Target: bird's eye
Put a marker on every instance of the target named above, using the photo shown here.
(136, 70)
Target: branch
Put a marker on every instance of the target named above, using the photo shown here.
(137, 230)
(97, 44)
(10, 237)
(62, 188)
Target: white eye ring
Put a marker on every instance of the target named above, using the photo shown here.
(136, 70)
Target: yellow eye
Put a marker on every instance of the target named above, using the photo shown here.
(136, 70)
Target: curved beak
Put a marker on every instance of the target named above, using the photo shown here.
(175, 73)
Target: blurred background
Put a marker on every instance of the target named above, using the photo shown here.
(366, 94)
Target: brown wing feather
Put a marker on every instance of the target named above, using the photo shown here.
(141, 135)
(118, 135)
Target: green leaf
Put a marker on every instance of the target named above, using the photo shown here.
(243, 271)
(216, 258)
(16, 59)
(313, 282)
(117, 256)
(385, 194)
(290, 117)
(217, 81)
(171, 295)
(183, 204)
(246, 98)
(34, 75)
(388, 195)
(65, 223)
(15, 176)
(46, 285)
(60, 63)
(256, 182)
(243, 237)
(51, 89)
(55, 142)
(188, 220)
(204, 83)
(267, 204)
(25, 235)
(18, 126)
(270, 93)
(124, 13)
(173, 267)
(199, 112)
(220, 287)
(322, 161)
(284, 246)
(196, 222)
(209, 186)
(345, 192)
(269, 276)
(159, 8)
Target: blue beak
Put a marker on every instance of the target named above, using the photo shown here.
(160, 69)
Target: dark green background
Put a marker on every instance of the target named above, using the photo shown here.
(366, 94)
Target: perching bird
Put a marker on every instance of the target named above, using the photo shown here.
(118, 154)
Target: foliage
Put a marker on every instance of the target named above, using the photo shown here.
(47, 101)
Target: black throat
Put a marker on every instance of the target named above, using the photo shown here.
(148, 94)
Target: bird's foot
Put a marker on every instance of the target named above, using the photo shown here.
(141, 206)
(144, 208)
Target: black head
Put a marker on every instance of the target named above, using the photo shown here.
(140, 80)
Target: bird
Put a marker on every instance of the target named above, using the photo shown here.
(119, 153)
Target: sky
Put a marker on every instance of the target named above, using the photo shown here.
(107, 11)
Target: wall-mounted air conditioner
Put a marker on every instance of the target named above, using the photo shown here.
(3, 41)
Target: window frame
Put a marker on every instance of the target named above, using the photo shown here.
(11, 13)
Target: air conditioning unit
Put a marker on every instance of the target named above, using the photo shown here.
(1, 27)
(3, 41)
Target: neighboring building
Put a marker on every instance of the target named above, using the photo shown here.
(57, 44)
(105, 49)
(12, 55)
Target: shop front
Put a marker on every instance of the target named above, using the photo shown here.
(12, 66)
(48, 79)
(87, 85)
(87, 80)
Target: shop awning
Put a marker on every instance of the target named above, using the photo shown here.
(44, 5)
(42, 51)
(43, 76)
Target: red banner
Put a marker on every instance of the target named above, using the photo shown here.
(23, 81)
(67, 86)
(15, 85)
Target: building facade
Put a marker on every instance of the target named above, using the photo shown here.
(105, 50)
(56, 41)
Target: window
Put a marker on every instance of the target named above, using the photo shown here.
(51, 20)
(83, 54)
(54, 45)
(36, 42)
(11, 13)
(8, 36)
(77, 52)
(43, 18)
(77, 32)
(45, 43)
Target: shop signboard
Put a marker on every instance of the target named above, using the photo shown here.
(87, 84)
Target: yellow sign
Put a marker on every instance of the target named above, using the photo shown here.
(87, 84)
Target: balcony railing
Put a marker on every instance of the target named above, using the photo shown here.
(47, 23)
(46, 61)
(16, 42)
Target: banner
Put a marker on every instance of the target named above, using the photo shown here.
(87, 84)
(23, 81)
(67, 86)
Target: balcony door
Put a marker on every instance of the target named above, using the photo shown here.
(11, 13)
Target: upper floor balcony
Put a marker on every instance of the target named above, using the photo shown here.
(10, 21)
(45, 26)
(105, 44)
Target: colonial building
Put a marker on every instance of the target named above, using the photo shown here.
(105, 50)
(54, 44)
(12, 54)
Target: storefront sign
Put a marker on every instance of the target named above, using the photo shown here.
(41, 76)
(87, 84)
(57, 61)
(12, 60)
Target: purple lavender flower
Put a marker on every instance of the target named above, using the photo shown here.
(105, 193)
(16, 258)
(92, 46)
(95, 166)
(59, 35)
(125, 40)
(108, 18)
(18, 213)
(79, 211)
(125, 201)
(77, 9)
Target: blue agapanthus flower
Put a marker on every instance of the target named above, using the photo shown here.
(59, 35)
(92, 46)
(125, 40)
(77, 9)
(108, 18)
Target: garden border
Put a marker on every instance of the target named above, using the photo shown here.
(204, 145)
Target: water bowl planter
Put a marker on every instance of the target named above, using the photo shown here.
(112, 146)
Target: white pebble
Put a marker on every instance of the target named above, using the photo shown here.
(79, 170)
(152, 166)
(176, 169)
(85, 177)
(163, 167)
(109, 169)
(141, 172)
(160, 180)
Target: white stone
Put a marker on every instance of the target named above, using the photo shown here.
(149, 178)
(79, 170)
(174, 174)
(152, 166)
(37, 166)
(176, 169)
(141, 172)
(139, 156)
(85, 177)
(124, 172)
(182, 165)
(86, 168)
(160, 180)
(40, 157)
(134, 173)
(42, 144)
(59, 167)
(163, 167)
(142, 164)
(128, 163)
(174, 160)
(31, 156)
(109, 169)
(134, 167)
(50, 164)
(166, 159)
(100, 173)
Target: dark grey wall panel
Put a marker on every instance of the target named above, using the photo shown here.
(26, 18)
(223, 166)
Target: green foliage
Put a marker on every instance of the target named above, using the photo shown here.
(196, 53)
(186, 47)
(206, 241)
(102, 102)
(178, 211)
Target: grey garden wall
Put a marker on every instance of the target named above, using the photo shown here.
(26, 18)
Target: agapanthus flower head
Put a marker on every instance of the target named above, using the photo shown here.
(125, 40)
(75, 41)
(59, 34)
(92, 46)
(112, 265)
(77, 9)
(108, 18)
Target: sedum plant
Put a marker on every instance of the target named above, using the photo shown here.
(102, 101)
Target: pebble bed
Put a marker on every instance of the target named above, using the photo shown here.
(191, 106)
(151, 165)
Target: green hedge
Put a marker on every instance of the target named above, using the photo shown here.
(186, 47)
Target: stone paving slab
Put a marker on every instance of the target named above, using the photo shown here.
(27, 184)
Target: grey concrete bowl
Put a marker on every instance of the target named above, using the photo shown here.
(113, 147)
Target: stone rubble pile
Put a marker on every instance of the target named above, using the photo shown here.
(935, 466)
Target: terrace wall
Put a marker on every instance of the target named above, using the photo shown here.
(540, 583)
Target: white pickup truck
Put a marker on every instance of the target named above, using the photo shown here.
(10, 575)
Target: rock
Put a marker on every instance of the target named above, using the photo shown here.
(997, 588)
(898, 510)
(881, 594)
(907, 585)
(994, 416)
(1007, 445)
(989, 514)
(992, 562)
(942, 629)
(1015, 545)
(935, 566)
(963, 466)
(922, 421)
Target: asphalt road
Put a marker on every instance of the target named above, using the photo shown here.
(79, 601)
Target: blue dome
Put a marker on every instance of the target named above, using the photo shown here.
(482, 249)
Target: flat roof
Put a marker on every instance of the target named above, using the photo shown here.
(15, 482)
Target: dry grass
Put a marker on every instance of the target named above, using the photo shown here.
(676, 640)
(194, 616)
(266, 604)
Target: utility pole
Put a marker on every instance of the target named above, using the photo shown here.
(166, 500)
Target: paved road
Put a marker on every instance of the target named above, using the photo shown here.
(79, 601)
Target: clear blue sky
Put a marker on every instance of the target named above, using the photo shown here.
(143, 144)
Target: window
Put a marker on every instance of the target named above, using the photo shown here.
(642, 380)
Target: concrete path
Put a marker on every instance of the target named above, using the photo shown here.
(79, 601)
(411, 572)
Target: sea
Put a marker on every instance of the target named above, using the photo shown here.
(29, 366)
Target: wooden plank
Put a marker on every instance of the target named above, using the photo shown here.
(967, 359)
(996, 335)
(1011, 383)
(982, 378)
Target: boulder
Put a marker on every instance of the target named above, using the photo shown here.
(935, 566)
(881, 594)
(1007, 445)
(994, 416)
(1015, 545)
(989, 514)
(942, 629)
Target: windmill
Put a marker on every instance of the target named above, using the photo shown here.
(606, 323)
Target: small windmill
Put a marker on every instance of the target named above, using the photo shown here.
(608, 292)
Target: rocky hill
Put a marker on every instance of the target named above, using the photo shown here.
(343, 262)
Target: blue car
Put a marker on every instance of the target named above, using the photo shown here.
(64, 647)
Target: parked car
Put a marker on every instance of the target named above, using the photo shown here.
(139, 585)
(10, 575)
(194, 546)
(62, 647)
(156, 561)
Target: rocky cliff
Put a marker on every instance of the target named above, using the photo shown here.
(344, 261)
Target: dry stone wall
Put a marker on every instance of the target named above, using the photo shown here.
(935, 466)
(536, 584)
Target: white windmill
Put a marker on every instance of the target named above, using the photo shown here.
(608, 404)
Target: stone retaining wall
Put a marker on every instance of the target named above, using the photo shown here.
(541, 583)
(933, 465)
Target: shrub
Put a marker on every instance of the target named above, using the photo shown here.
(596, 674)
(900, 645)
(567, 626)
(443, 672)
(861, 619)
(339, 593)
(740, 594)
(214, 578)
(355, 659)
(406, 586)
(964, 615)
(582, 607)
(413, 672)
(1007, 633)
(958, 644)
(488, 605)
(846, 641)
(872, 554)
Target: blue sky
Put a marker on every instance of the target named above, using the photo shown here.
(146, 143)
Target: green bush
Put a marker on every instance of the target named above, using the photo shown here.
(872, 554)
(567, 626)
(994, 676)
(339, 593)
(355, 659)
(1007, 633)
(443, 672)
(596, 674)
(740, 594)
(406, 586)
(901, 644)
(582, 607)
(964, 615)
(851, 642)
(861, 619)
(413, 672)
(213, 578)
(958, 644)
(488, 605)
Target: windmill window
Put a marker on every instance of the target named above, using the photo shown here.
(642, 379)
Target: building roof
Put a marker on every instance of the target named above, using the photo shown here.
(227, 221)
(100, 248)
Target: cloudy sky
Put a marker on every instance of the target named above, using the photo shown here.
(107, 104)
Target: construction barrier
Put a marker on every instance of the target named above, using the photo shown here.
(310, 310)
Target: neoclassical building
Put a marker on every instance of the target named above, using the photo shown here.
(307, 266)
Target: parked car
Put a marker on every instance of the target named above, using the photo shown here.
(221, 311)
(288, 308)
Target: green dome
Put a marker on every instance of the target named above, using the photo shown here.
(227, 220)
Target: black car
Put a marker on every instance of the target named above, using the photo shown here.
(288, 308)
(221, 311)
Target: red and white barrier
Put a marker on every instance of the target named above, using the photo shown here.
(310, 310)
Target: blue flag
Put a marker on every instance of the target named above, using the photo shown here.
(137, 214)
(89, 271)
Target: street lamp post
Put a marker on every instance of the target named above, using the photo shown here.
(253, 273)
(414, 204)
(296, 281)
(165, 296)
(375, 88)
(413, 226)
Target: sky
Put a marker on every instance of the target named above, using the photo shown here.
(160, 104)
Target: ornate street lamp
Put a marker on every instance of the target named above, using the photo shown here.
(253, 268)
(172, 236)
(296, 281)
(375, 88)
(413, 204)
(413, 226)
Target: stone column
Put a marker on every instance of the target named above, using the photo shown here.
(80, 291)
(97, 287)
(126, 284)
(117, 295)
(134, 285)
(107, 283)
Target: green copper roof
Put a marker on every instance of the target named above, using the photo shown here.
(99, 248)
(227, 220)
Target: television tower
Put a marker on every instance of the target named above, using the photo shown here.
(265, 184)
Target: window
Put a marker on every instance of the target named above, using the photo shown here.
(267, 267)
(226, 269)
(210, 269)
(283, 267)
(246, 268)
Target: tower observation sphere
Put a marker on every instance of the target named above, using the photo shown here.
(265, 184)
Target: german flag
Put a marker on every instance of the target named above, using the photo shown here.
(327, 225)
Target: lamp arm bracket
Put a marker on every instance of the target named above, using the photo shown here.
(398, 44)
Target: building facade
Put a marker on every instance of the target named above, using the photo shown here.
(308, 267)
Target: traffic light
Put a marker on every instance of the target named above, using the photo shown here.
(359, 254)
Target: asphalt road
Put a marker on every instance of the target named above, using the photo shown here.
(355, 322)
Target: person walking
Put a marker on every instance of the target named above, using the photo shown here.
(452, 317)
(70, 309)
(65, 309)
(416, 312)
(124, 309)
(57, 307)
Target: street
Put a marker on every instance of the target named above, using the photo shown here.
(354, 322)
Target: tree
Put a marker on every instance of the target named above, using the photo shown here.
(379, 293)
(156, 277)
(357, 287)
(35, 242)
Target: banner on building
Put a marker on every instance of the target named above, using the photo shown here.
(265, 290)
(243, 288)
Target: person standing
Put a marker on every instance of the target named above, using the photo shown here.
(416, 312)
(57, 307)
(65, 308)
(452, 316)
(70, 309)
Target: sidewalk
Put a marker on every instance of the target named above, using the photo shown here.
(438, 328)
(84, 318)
------------
▶ **EXERCISE AIM**
Print exactly the lines above, starting at the line that contains "Target: person walking" and ending with the last line of the records, both included.

▶ **EXERCISE RESPONSE**
Target: person walking
Put a marker on every instance of the target named above, using the photo shown here.
(452, 317)
(70, 309)
(65, 309)
(416, 312)
(124, 309)
(57, 307)
Target: street
Put a marker on every instance of the target named above, using the photo shown here.
(354, 322)
Target: tree
Put a marker on every instance of the target named above, using the photo shown here.
(379, 293)
(156, 277)
(357, 287)
(35, 242)
Target: banner on building
Put a marker on every instance of the target named above, using the photo shown here.
(265, 290)
(243, 288)
Target: person standing
Put a marker on every instance of the target named above, using the photo shown here.
(416, 312)
(57, 307)
(65, 308)
(452, 316)
(70, 309)
Target: sidewalk
Put a marker on every instance of the target named above, using the photo shown here.
(438, 328)
(84, 318)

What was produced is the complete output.